**Written exercise:** Copy the lines of the records below, starting at the line that contains "Locate the blue" and ending at the last line of the records, requests included. Multiply every coordinate in the answers by 2 and round to whole numbers, with halves rounded up.

[Excerpts of pointing data]
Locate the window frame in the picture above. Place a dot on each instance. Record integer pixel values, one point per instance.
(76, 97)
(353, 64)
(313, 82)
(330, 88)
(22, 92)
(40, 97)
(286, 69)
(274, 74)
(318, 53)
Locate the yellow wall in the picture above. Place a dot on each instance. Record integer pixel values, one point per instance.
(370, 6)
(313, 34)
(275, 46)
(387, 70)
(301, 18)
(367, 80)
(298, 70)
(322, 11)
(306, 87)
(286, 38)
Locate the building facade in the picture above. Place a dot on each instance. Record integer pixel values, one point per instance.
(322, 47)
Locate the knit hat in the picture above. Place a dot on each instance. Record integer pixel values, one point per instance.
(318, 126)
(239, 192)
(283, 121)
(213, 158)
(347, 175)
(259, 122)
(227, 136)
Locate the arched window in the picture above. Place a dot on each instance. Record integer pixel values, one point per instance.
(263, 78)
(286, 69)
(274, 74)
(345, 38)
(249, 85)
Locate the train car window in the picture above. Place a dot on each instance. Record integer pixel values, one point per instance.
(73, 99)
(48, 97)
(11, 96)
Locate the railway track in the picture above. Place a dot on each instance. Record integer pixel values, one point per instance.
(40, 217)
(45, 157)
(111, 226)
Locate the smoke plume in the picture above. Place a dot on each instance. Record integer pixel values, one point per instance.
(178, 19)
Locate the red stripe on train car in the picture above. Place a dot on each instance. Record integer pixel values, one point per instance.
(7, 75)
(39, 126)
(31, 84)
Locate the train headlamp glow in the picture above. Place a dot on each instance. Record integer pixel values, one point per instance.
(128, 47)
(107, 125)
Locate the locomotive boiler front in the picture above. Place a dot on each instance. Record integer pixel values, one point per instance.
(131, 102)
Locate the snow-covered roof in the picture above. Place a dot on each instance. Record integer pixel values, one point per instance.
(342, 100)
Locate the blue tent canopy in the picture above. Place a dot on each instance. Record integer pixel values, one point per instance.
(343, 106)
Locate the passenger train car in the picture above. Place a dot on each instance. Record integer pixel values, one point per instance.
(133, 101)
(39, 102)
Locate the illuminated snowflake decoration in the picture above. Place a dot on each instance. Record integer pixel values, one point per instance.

**Task response:**
Locate the blue tent canopy in the picture above. Place a dot on each instance. Record integer pixel values, one point per instance.
(686, 212)
Locate the passenger train car in the picture above. Place a dot on each instance. Record integer pixel values, one point per instance.
(266, 202)
(78, 204)
Locate the illuminated snowflake decoration in the picture above. Place a dot on each instance. Record integer pixel values, one point per instance.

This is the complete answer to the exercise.